─── 文書抜粋

この文章は、昭和2年に刊行された「汽車の窓から」の内容です。
又、旧字や現代では使用しない漢字、旧仮名遣いなどは読みにくいために、現代様に改めました。
富士登山
富士の登山者は近年非常に激増した。老人も子供も、女も婆さんも皆、我勝ちに登って行く。で更めて登山案内でもあるまいから、私は簡単に書き添えて置く。
富士は四周に、その広大なる裾野を展開して、他の高山の様に山また山を越えて登るのでないから、その登り口は何処からでもあるわけだ。しかし普通登山口として設備の整っているのは、御殿場駅からする御殿場口、須走口、裾野駅からする須山口、富士駅から大宮町行って、そこから登る大宮口、中央本線大月から吉田に行って、そこから登る吉田口の五道である。御殿場口と須山口は三合目から一所になり、須走口と吉田口は八合目で一所になっている。

──────

富士登山の文章を、最後の文の後から書き継いでください。 この後に続く行は、富士登山の文章とは別の資料です。

─── 提示データ

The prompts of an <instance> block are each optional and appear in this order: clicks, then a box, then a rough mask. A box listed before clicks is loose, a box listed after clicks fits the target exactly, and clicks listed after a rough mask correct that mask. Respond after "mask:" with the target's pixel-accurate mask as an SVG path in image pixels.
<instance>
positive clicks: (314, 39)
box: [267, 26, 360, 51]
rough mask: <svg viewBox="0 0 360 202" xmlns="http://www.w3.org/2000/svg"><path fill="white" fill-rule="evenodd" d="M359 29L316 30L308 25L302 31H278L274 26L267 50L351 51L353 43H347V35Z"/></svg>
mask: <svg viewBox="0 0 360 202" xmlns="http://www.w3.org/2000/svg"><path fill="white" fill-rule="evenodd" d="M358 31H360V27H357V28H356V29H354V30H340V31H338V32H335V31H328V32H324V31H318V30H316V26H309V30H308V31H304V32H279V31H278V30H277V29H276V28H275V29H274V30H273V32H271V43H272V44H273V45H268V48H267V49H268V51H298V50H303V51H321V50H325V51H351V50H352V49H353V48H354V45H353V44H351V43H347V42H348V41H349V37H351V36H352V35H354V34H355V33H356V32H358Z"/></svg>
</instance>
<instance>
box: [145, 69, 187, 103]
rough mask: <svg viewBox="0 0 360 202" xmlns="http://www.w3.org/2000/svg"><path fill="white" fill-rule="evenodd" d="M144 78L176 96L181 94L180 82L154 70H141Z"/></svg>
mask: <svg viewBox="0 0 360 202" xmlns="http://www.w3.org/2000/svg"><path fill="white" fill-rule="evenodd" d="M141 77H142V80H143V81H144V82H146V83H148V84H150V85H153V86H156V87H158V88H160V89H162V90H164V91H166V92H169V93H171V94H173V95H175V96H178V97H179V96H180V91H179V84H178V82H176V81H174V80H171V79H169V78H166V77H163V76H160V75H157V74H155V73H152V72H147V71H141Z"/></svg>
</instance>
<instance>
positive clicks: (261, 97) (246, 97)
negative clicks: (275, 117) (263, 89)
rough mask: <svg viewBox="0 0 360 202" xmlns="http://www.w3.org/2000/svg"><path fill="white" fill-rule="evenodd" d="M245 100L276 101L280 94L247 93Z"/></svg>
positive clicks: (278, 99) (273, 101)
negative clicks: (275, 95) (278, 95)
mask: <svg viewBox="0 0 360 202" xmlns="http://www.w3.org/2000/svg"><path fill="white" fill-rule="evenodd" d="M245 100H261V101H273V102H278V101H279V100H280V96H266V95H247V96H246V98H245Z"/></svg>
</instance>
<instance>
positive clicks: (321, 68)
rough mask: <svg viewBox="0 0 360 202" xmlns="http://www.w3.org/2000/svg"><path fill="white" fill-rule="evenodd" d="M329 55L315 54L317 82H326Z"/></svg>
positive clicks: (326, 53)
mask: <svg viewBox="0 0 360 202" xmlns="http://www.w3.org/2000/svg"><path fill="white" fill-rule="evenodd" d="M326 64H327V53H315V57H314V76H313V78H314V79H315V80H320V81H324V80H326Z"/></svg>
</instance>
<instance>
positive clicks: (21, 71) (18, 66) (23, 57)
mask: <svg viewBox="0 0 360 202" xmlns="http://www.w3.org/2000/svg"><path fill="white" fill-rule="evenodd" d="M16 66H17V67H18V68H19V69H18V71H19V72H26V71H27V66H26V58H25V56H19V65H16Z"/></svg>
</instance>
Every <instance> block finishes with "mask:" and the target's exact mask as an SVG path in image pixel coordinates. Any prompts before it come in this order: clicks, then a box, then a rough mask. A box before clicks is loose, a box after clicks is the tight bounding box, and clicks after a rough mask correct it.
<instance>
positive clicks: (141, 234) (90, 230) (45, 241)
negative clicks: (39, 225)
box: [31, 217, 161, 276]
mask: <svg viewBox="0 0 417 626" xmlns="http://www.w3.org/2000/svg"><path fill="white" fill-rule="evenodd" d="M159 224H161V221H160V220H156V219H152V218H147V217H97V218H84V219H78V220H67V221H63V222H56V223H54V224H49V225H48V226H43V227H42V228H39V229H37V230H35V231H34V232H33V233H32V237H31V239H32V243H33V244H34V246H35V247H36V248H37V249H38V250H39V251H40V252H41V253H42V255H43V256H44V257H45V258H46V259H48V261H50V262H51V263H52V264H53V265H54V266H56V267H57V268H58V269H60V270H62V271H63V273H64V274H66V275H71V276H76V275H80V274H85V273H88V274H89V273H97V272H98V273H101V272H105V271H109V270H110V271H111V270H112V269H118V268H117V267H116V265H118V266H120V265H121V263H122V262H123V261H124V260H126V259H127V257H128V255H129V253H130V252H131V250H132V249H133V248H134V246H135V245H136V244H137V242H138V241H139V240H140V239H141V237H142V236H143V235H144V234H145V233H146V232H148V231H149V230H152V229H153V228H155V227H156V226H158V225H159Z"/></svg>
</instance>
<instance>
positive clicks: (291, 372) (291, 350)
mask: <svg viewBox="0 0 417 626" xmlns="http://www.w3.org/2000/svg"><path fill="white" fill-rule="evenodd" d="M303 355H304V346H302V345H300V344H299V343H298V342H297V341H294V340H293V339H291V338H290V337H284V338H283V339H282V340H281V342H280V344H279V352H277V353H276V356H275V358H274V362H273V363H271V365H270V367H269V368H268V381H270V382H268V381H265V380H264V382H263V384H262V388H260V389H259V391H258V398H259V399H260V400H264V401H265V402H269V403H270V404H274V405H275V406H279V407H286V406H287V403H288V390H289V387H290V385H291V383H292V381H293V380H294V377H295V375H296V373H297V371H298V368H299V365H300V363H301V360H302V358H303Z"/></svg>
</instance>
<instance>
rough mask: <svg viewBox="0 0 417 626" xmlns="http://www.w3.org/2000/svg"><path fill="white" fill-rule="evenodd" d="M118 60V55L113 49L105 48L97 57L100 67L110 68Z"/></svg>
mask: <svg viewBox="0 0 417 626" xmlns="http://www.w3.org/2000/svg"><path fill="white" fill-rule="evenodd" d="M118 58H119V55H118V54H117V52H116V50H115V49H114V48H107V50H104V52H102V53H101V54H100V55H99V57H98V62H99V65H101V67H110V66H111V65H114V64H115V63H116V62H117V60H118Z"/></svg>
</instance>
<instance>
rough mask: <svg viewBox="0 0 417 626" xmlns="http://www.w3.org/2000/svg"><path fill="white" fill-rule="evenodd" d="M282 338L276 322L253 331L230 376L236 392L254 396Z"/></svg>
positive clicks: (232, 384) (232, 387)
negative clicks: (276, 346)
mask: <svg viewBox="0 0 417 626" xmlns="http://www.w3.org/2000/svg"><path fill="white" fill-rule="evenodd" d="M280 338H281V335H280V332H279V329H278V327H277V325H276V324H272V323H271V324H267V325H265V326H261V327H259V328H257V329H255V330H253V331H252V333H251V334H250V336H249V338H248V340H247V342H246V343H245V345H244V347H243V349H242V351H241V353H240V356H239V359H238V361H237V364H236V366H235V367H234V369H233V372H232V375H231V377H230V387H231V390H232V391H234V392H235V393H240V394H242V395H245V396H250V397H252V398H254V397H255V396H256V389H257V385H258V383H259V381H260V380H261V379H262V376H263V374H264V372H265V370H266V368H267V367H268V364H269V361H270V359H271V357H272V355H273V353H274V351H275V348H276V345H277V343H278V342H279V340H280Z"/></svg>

──────

__演習結果__
富士は俗に草山三里、木山三里、禿山三里といって、草と木と石の三色線が明に見える。登山路は各道とも十合に分つている。山麓には皆、浅間神社がある。大宮口のが本宮で、官幣大社に列せられており、吉田口では富士嶽神社といっている。いう迄もなく富士の祭神、木花咲耶姫を祀ってあるのだ。山腰には馬返しがあり、以前はそこで乗馬を返して草鞋の足を踏み締めたものだが、今はどの道も五合目あたりまでは馬で行ける。馬返しの上には太郎坊があり、登山の必需品を売っている。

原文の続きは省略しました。